[Task material]

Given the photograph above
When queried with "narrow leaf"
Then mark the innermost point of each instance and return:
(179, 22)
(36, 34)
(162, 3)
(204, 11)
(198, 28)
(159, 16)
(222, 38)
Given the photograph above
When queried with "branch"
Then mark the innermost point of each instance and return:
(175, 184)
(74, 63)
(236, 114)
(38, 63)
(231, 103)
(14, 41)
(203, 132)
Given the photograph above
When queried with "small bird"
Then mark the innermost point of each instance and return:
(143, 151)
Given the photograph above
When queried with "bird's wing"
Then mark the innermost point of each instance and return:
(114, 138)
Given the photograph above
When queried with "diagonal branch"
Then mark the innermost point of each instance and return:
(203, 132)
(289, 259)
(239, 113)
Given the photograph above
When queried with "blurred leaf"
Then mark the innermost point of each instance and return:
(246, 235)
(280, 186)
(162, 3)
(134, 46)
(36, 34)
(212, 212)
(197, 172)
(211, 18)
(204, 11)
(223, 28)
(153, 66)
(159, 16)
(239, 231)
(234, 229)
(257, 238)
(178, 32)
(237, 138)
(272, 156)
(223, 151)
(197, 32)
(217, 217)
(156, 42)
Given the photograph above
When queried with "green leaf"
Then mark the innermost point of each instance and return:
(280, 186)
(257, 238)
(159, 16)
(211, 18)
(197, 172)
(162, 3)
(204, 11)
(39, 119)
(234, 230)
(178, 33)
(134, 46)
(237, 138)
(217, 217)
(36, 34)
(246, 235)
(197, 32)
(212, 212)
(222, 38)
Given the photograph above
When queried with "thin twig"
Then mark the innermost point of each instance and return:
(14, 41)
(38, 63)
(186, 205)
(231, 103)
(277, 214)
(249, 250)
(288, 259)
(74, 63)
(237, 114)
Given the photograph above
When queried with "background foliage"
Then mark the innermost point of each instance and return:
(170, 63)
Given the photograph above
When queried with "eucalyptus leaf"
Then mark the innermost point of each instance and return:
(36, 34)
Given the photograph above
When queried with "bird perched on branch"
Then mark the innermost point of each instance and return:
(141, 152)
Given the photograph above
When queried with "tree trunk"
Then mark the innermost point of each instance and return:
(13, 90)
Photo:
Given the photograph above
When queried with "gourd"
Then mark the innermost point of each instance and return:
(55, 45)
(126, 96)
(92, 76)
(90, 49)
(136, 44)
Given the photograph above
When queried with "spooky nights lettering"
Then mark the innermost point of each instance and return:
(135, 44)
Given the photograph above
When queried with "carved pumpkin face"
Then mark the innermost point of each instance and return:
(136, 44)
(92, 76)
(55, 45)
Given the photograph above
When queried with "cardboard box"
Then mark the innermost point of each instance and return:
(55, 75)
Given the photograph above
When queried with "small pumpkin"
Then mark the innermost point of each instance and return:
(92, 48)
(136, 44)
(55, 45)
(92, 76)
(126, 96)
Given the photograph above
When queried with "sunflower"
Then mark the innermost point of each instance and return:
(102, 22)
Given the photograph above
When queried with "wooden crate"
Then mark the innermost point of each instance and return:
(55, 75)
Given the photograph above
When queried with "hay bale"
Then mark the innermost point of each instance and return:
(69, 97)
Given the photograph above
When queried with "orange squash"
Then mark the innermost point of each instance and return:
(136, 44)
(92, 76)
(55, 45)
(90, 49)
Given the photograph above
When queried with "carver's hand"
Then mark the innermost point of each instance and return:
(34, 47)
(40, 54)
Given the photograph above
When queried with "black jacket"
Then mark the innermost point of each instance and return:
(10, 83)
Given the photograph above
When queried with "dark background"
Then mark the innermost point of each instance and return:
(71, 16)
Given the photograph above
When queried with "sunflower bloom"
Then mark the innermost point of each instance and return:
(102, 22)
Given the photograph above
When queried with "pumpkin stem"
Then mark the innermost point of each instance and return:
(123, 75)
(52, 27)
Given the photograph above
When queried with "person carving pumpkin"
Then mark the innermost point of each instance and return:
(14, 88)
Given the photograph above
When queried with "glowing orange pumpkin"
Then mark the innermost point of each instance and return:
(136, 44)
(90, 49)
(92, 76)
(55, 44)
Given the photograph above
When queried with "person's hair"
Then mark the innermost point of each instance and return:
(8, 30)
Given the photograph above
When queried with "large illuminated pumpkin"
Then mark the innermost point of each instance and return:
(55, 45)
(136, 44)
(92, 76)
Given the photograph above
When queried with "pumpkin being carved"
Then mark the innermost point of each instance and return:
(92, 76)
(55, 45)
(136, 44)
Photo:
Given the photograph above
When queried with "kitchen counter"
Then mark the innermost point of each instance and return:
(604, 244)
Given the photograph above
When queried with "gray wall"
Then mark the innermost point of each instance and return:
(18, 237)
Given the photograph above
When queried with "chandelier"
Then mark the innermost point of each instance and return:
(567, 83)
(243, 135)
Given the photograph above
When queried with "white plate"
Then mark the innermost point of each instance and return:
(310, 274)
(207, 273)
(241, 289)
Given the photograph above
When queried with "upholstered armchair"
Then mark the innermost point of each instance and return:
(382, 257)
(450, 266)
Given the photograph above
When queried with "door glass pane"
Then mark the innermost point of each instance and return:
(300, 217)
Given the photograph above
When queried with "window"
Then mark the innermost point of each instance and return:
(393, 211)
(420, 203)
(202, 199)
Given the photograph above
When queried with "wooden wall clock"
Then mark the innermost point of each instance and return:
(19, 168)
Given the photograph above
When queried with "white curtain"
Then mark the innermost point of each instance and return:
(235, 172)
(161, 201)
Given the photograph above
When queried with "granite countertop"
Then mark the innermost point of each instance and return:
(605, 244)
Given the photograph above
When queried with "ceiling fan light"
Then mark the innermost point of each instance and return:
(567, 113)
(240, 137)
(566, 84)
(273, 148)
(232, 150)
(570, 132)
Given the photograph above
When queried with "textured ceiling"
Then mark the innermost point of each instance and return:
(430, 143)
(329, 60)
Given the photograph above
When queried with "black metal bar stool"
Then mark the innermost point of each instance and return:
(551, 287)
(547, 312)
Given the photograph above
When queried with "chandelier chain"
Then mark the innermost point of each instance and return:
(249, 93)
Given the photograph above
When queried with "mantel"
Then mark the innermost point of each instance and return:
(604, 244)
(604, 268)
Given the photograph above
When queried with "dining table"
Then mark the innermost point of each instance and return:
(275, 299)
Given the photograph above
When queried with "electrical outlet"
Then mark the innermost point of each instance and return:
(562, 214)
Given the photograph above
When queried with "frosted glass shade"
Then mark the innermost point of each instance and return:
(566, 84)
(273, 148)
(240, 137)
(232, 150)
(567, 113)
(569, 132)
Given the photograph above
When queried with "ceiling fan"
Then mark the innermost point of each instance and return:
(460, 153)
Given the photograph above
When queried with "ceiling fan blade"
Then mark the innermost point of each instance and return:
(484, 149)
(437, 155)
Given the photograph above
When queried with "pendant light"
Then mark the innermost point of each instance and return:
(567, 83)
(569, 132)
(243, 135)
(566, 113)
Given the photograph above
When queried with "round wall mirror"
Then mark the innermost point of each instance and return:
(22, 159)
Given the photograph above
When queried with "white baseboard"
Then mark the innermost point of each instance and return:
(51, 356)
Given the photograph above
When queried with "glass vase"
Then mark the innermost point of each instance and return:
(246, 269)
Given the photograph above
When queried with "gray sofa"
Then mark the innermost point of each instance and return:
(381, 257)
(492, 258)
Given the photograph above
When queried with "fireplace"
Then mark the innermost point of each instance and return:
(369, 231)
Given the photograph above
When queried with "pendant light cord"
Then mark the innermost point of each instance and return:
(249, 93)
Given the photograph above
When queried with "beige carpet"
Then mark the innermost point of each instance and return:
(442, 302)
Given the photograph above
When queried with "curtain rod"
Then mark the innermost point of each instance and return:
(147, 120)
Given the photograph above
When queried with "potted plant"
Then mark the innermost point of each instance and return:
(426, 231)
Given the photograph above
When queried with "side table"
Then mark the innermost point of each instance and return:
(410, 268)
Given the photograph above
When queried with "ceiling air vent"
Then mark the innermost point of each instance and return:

[Problem requirements] Extract every line of the data above that contains the word "table", treating uppercase and lowercase letters as distinct.

[Response to the task]
When queried with "dining table"
When queried with "side table"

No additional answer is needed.